Recast every line of the items below as a Markdown table with the columns Row and Line, numbering the rows in order and leaving out blank lines.
[Start Stored records]
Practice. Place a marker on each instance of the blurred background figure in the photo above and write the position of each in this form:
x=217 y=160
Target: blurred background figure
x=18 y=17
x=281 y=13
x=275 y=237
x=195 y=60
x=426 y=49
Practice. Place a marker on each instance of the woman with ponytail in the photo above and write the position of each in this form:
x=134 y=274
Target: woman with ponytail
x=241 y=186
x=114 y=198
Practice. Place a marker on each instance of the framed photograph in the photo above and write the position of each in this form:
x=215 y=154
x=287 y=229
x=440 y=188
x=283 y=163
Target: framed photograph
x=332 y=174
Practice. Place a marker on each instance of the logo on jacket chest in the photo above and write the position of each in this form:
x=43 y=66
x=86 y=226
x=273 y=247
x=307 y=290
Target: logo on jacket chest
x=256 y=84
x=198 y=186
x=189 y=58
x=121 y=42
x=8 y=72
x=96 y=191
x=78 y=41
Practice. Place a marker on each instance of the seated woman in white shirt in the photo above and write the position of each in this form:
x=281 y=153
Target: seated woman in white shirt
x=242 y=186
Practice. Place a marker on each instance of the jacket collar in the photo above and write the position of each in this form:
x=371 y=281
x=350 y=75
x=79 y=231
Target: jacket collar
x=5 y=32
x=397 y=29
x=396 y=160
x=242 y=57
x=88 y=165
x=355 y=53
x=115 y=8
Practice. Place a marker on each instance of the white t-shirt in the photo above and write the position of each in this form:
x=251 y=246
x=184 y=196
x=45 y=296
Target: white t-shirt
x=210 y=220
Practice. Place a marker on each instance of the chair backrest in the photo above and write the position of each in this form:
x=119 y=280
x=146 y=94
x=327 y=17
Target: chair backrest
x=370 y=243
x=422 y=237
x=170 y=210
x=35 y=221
[End Stored records]
Final answer:
| Row | Line |
|---|---|
| 1 | Practice. Place a marker on each instance of the blurred background figure in the photo above and write the position of each in this form: |
| 2 | x=217 y=160 |
| 3 | Target: blurred background figure |
| 4 | x=18 y=17 |
| 5 | x=281 y=13 |
| 6 | x=275 y=237 |
| 7 | x=195 y=60 |
| 8 | x=426 y=49 |
| 9 | Practice. Place a marker on each instance of the woman with ponytail in the photo above and write the position of each in this form: |
| 10 | x=134 y=274 |
| 11 | Target: woman with ponytail |
| 12 | x=241 y=186 |
| 13 | x=114 y=198 |
| 14 | Practice. Place a marker on each instance of the framed photograph in the photo above and write the position of each in this form: |
| 15 | x=215 y=154 |
| 16 | x=287 y=229 |
| 17 | x=440 y=188 |
| 18 | x=283 y=163 |
| 19 | Target: framed photograph |
| 20 | x=332 y=174 |
| 21 | Practice. Place a marker on each instance of the logo on jacket chest in the photo above and write the position of each in this form: |
| 22 | x=43 y=66 |
| 23 | x=86 y=226 |
| 24 | x=273 y=247 |
| 25 | x=307 y=290 |
| 26 | Target: logo on jacket chest |
| 27 | x=256 y=84 |
| 28 | x=198 y=186 |
| 29 | x=189 y=58 |
| 30 | x=121 y=42 |
| 31 | x=8 y=72 |
| 32 | x=96 y=191 |
| 33 | x=78 y=41 |
| 34 | Practice. Place a marker on each instance of the seated woman in white shirt in the photo above and write the position of each in this form: |
| 35 | x=281 y=153 |
| 36 | Target: seated woman in white shirt |
| 37 | x=242 y=186 |
| 38 | Practice. Place a marker on each instance of the jacket collar in the photo above and write the position of each in this form: |
| 39 | x=371 y=281 |
| 40 | x=350 y=75 |
| 41 | x=79 y=231 |
| 42 | Target: jacket collar |
| 43 | x=5 y=32 |
| 44 | x=397 y=29 |
| 45 | x=396 y=160 |
| 46 | x=242 y=57 |
| 47 | x=88 y=165 |
| 48 | x=355 y=53 |
| 49 | x=115 y=8 |
| 50 | Practice. Place a marker on each instance of the white t-shirt in the photo above and write the position of each in this form: |
| 51 | x=251 y=246 |
| 52 | x=184 y=196 |
| 53 | x=45 y=296 |
| 54 | Target: white t-shirt |
| 55 | x=210 y=220 |
| 56 | Practice. Place a marker on each instance of the chair backrest in the photo above and write the position of each in this form: |
| 57 | x=119 y=280 |
| 58 | x=146 y=94 |
| 59 | x=327 y=17 |
| 60 | Target: chair backrest |
| 61 | x=370 y=243 |
| 62 | x=422 y=237 |
| 63 | x=170 y=210 |
| 64 | x=35 y=221 |